-- Data for review follows --

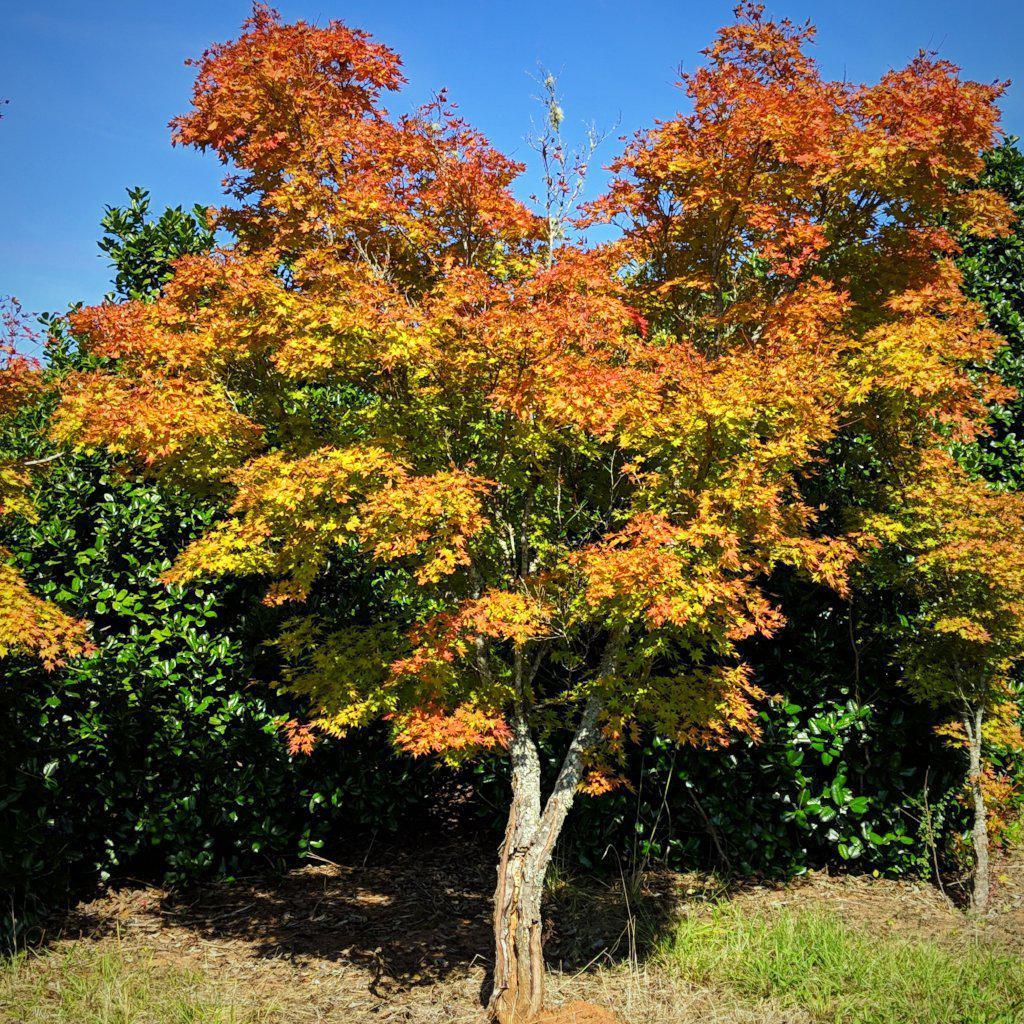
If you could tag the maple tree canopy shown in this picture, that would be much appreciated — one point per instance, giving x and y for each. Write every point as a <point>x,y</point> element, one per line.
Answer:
<point>28,625</point>
<point>498,481</point>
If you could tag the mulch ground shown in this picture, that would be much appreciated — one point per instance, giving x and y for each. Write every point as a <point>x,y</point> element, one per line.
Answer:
<point>404,937</point>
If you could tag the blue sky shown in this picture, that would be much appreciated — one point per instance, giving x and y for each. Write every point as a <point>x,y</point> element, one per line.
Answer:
<point>91,86</point>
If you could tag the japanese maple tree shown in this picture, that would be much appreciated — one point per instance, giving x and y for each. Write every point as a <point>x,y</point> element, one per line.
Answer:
<point>29,625</point>
<point>516,486</point>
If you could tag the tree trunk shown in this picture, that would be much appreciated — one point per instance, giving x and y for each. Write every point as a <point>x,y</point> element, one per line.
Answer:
<point>517,995</point>
<point>979,832</point>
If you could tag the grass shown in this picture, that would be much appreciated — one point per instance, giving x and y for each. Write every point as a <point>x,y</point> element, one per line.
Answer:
<point>86,984</point>
<point>838,975</point>
<point>729,965</point>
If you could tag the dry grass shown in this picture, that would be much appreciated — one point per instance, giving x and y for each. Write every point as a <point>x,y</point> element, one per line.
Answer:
<point>404,941</point>
<point>111,983</point>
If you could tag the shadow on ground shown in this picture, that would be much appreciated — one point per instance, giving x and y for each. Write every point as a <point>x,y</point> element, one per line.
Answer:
<point>406,920</point>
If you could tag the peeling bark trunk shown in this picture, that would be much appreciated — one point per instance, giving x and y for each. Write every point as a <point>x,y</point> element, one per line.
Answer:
<point>517,995</point>
<point>979,832</point>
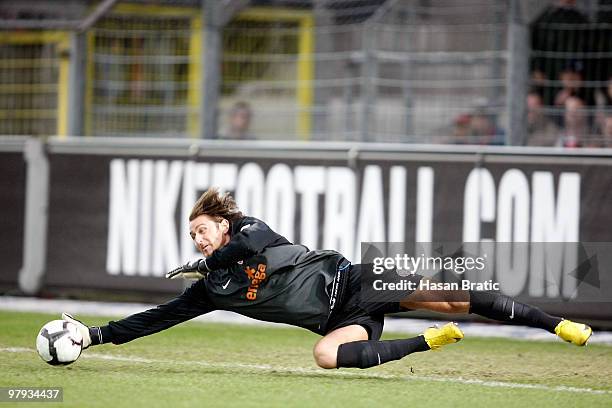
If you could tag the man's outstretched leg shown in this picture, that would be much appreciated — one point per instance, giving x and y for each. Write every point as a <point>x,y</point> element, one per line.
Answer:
<point>348,346</point>
<point>498,307</point>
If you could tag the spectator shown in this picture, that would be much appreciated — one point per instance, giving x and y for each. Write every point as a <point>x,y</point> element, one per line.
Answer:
<point>571,79</point>
<point>551,33</point>
<point>462,129</point>
<point>483,129</point>
<point>576,131</point>
<point>540,129</point>
<point>239,122</point>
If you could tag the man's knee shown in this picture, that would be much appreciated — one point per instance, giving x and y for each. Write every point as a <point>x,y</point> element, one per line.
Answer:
<point>325,355</point>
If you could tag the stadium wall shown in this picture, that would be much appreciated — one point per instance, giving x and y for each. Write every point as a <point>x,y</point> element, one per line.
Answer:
<point>115,226</point>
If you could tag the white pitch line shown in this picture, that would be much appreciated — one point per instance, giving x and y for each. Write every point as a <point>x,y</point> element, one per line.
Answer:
<point>336,374</point>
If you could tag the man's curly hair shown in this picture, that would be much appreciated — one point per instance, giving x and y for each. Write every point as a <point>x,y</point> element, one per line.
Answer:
<point>216,206</point>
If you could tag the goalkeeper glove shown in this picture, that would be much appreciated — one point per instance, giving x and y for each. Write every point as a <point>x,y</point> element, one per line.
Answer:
<point>191,270</point>
<point>84,330</point>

-- Data for review concluded --

*What is being asked*. Please copy the data above character for character, skipping any pictures.

*Exercise solution*.
If you could tag the maple tree canopy shown in this picture, that would be much appreciated — one point per instance, giving x and y for each. Write every point as a <point>x,y</point> element, one per line.
Answer:
<point>28,625</point>
<point>498,481</point>
If you could tag the mulch ground shown in this picture, that would be much appreciated — one point per instance, giving x and y for each. Write every point as a <point>x,y</point> element, one per line.
Answer:
<point>404,937</point>
If you could tag the blue sky shown in this picture, that would be much appreciated — one point per instance, giving x and y for each. Write every point as a <point>x,y</point> element, one per line.
Answer:
<point>91,86</point>
If you could tag the japanese maple tree shown in this picture, that would be much appreciated — one point per instance, giving x and y for each. Write every point as a <point>x,y</point> element, one per line.
Answer:
<point>29,625</point>
<point>516,486</point>
If you could tag the tree trunk shown in this picture, that would be much appreciated — one point per instance, giving x and y for each. Write every point as a <point>x,y</point> element, one per line.
Answer:
<point>517,995</point>
<point>979,832</point>
If you could tag the grass shown in this picture, that would be much appreciated — one point per instance, giving x and y for each. Write every point as a <point>x,y</point> element, one per line.
Answer:
<point>86,984</point>
<point>838,975</point>
<point>729,965</point>
If you could tag the dry grass shown in this picture, that would be much appreciated — one point per instance, giving x and y for each. Write every point as a <point>x,y</point> element, one per line.
Answer:
<point>404,941</point>
<point>111,983</point>
If you could tag the shadow on ground shown in this picture, that would be much appreciated — one point per instance, giving x and y for each. Write every point as a <point>x,y</point> element, one per line.
Answer:
<point>406,920</point>
If you could tag the peeling bark trunk shown in this picture, that would be much appreciated — one point per instance, giving x and y for each. Write every point as a <point>x,y</point> element, one per line.
Answer:
<point>517,995</point>
<point>979,832</point>
If you could tag the man's outstretched leg shown in this picture, that would be much appreciated — one point per instance, giving x and y for each. Write every point as a <point>x,y</point> element, one per line.
Answer:
<point>348,346</point>
<point>498,307</point>
If you could tag the spectator shown in this picture, that would be much appreciated — one point per instance, giving x and y for each. Write every point as a <point>x,y</point> element, one per line.
Answer:
<point>571,79</point>
<point>551,33</point>
<point>462,129</point>
<point>483,129</point>
<point>576,131</point>
<point>540,129</point>
<point>239,122</point>
If you could tag the man's knee shown in this picture, that would be much appreciated — one point per instance, giving x and y for each. Write every point as a <point>x,y</point> element, one per line.
Answer:
<point>325,355</point>
If you could tag the stadium wall shown in this picture, that would be much appreciated — one point per instance, giving x and y for each. Write every point as a <point>x,y</point> element, one per line.
Answer:
<point>115,226</point>
If you could tag the white pitch line shown in this picture, that would be much appreciated — one point per instance, giving x and y for each. Write every point as a <point>x,y</point> element, one per line.
Answer:
<point>336,374</point>
If you could tag the man's curly hair shown in this picture, that would be much appreciated — one point per instance, giving x and y for each. Write every point as a <point>x,y</point> element, one per line.
Answer:
<point>216,206</point>
If you could tag the goalkeeper glove shown in this picture, that would be much appreciated — one point per instance, giving x and y for each. Write every point as a <point>x,y</point> element, one per line.
Answer:
<point>191,270</point>
<point>84,330</point>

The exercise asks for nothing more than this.